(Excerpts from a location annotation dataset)
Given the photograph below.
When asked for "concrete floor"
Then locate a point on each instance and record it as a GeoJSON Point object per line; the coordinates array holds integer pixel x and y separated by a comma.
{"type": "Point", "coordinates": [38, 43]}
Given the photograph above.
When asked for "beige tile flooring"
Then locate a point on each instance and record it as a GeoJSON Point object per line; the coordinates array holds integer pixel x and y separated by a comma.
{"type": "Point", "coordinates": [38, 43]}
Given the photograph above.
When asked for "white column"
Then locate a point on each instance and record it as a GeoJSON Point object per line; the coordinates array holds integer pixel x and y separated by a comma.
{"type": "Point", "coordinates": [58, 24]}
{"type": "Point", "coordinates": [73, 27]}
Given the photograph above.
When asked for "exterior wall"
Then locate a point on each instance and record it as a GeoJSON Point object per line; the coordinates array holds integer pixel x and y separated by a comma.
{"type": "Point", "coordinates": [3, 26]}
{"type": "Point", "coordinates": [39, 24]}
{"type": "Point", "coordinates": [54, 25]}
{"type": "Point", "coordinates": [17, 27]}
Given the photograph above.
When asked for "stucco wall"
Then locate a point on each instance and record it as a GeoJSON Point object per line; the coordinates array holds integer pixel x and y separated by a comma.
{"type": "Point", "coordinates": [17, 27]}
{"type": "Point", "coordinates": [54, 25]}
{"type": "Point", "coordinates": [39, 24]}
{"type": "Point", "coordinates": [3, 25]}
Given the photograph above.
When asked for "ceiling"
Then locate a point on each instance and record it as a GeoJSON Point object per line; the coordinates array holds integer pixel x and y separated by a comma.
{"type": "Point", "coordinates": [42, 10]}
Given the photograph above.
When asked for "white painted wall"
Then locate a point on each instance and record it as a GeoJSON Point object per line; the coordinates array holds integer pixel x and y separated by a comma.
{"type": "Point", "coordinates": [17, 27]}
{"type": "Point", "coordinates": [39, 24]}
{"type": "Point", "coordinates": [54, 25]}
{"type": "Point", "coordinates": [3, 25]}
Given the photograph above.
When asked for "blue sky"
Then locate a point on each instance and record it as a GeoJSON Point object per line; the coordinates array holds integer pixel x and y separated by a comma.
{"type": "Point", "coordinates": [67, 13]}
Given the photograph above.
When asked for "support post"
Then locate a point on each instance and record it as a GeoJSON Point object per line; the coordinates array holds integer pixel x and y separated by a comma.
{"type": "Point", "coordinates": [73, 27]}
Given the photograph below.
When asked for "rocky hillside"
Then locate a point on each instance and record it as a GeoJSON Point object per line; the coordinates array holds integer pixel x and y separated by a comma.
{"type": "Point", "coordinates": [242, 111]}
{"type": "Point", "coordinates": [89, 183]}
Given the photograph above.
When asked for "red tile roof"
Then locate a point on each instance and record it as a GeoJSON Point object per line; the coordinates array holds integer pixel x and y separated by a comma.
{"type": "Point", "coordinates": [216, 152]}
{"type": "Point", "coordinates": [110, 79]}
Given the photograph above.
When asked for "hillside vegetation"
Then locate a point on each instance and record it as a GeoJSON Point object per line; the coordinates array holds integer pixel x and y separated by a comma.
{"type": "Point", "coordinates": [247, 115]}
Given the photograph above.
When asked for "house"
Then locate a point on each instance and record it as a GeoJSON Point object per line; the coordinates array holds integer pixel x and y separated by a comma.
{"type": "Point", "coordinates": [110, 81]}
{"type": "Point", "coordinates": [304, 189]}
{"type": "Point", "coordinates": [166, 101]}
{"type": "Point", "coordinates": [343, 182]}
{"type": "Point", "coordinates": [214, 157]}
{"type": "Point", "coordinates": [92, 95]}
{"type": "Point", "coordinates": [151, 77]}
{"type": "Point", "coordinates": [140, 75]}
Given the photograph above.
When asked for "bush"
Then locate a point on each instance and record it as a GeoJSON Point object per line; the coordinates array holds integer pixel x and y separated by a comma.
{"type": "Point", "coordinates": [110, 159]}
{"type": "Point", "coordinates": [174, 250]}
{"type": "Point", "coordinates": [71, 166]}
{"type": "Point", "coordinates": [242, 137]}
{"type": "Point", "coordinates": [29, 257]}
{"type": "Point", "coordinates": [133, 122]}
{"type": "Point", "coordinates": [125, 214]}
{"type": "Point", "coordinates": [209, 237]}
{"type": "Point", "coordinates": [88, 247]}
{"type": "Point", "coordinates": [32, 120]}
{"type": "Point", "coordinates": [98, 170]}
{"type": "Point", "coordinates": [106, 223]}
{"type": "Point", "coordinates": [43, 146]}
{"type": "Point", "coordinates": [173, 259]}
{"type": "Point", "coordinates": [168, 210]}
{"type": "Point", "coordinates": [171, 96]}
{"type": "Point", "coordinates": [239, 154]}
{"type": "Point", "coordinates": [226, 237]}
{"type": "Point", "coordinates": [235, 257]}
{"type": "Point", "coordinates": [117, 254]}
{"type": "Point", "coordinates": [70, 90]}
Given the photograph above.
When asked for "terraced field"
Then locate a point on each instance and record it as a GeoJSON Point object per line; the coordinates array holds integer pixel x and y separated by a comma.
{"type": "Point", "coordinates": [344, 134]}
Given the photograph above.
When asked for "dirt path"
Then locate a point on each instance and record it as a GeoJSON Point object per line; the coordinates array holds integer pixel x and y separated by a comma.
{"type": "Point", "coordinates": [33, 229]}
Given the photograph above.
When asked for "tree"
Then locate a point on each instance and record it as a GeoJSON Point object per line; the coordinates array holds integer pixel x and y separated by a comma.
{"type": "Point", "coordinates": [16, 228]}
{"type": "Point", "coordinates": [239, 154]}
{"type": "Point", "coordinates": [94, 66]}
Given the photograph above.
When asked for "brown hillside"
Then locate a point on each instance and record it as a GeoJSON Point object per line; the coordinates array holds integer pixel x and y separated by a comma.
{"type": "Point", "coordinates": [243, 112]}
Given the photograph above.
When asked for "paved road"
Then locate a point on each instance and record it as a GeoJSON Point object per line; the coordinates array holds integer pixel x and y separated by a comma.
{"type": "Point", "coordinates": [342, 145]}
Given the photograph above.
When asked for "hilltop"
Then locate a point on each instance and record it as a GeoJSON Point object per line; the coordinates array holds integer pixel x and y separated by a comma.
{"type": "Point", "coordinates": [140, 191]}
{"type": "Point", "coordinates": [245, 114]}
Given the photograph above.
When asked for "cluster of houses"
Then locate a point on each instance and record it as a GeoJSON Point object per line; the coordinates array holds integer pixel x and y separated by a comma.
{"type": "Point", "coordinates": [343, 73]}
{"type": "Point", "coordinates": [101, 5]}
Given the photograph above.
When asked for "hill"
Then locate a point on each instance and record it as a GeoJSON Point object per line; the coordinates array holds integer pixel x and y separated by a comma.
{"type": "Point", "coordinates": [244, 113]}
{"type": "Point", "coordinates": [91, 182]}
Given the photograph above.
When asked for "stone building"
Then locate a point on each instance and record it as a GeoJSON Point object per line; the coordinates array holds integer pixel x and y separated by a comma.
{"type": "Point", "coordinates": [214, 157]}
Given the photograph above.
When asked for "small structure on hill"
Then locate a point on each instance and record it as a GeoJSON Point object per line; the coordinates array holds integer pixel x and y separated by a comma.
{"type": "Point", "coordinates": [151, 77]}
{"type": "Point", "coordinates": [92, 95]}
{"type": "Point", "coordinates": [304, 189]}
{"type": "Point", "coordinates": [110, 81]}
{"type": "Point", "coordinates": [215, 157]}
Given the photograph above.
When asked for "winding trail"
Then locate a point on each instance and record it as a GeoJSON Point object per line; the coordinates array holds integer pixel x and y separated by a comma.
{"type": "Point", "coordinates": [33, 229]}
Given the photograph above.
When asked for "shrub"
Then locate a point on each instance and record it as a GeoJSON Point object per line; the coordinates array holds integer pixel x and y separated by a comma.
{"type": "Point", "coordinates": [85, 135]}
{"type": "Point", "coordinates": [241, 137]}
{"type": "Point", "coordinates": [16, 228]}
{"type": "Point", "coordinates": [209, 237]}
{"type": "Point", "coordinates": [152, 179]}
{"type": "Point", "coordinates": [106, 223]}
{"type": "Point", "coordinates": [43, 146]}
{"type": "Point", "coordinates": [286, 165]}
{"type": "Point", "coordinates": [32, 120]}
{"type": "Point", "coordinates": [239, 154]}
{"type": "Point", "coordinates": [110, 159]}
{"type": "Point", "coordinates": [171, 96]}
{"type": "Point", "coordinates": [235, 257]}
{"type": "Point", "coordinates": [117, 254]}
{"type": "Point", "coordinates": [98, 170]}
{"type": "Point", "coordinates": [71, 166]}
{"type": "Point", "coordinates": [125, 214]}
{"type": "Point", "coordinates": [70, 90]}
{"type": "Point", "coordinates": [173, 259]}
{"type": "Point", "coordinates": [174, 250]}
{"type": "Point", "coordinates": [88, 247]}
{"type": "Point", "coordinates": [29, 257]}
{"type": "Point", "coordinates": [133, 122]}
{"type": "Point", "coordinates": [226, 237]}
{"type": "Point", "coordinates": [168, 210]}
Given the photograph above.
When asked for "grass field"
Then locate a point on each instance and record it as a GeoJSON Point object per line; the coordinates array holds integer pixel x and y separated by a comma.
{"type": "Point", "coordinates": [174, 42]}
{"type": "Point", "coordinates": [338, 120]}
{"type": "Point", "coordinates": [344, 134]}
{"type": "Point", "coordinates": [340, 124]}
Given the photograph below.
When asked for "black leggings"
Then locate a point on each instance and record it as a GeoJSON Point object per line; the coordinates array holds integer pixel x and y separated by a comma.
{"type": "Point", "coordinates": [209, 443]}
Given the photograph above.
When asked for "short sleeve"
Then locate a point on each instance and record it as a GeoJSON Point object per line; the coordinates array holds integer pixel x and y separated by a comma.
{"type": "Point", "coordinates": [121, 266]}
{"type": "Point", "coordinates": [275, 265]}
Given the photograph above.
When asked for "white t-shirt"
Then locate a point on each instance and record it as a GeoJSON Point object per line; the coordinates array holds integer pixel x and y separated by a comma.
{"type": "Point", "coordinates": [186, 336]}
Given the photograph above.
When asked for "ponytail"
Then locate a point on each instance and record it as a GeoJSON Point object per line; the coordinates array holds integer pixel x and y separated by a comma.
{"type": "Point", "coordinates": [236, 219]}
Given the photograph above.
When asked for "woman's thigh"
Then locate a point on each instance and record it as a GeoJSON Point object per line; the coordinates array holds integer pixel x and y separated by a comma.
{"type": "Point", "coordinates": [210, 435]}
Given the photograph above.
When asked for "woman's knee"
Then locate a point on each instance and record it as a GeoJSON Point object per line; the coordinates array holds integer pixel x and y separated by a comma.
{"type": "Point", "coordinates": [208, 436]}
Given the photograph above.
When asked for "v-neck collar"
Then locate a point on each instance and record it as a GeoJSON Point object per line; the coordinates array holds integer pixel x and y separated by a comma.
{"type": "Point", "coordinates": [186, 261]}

> [THE TASK]
Count the lines above that contain the string "white", and give only that number.

> [THE REPLY]
3